**Goal**:
Continue the article on Roth conversions below, picking up right after its last sentence.

**Page extract**:
▬▬▬▬▬▬
Roth conversions are so hot right now. A conversion is simply changing the tax status on a retirement account from pre-tax to Roth (after-tax) by paying the tax due on the amount converted. I sometimes struggle with this topic because I hate the thought of anyone paying taxes until they have to, but it makes sense in certain situations for a number of reasons.
While the Roth IRA has been in existence since 1997, a combination of factors are leading many to consider if a conversion strategy is now right for them. Including historically low individual tax rates and legislation changes affecting the Stretch IRA distribution strategy for non-spouse beneficiaries.
That’s because most of the individual tax cuts provided by The Tax Cuts and Jobs Act will sunset after 2025 (except the reduction to ACA penalty tax), and tax rates are set to revert back to the higher rates that existed previously. It’s a guess where they go from there.
▬▬▬▬▬▬
**Extracted material**:
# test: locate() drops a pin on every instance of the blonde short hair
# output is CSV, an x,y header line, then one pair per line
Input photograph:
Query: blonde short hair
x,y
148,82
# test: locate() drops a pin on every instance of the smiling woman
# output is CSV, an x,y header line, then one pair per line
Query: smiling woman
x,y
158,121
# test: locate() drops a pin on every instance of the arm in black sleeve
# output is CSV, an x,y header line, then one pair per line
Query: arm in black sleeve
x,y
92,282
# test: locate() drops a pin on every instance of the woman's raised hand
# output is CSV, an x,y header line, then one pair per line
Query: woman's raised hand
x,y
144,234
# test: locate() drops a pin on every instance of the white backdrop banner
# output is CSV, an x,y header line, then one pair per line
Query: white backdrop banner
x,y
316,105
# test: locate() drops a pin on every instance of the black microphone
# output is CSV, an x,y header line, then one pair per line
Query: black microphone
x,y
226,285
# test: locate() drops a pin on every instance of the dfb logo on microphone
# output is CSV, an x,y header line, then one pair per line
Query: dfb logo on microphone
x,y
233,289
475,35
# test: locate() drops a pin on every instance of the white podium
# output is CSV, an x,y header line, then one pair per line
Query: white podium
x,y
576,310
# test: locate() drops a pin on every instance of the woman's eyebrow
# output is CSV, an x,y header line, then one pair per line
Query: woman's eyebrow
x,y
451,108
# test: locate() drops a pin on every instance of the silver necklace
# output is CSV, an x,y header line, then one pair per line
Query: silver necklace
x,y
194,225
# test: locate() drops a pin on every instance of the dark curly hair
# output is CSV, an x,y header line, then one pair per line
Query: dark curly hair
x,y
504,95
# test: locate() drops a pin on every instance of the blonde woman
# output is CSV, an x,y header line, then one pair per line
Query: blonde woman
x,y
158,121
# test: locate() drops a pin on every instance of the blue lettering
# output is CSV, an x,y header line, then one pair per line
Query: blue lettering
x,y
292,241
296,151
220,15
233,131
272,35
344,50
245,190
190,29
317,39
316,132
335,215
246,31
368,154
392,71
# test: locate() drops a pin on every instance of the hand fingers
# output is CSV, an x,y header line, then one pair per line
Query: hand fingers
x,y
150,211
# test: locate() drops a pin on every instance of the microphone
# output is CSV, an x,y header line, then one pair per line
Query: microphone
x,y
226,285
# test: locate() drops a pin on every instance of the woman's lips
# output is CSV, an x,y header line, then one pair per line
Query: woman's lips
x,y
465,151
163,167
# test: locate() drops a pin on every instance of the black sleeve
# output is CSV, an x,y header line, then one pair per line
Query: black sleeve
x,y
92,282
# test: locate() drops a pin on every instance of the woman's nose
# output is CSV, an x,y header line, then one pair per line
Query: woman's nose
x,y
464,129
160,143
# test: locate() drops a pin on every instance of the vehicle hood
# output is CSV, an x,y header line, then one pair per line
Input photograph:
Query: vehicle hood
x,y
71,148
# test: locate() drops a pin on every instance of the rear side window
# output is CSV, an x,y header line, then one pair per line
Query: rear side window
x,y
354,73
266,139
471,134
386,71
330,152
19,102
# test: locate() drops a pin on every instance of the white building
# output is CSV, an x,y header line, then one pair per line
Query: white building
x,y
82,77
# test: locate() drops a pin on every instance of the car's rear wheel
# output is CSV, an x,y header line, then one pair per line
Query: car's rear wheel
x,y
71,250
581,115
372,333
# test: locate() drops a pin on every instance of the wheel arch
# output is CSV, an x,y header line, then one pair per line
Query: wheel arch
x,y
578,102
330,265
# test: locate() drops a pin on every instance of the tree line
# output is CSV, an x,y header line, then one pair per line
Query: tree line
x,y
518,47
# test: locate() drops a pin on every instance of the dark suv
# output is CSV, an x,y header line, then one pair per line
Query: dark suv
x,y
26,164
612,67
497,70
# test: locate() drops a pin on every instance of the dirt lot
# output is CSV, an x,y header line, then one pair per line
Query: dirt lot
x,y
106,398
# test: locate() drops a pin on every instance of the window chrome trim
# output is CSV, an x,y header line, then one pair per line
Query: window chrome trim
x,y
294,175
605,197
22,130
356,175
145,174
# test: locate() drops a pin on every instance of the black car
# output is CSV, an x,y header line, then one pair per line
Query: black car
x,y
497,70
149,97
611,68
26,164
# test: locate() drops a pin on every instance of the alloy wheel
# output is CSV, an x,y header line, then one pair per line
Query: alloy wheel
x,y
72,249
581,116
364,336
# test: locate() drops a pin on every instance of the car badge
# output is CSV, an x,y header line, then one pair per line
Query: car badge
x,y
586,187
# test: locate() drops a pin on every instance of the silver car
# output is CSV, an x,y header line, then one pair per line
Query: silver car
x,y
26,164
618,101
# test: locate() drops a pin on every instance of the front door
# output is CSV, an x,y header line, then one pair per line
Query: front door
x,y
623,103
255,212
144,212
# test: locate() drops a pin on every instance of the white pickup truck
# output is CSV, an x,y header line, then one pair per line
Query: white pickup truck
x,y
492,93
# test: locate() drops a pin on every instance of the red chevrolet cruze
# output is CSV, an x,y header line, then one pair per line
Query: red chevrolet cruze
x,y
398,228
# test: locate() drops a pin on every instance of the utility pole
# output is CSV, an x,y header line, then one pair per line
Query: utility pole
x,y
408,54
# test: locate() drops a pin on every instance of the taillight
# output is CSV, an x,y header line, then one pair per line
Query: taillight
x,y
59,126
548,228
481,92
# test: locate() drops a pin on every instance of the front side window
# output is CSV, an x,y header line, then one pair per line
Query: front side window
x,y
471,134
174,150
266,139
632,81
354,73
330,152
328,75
▬▬▬▬▬▬
**Response to the task**:
Additionally, the Secure Act was passed in 2019, and with it came sweeping changes to retirement accounts, including the Stretch IRA. No longer can a non-spouse beneficiary ‘stretch’ distributions from an inherited account over their life expectancy. The rule changes mandate the account to be distributed in full in no more than 10 years. This may lead to many beneficiaries being pushed into higher tax brackets from distributions.
These are good reasons to consider a Roth IRA conversion, but there are some important considerations when deciding if a conversion is right for you.
First, why consider a Roth conversion strategy?
Most often the first reason named by people is the idea of tax-free income in the future. Rightly so, this concept is very appealing, and if you feel it’s likely for tax rates and/or your income to increase in the future, this further reinforces the idea. Withdrawals from a Roth IRA are tax-free if you meet the 5-year holding requirement and are over age 59.5.
Another popular reason is legacy planning and leaving a smaller tax bill for your heirs. We mentioned the changes to IRA distribution rules for beneficiaries, a conversion may potentially help to make a more tax-efficient transfer of wealth to your heirs and reduce the risk of them facing a potentially higher tax bill from the new distribution rules.
Other considerations include:
- Tax diversification or having a bucket of money pre-tax as well as after-tax to hedge against changing tax rates in the future.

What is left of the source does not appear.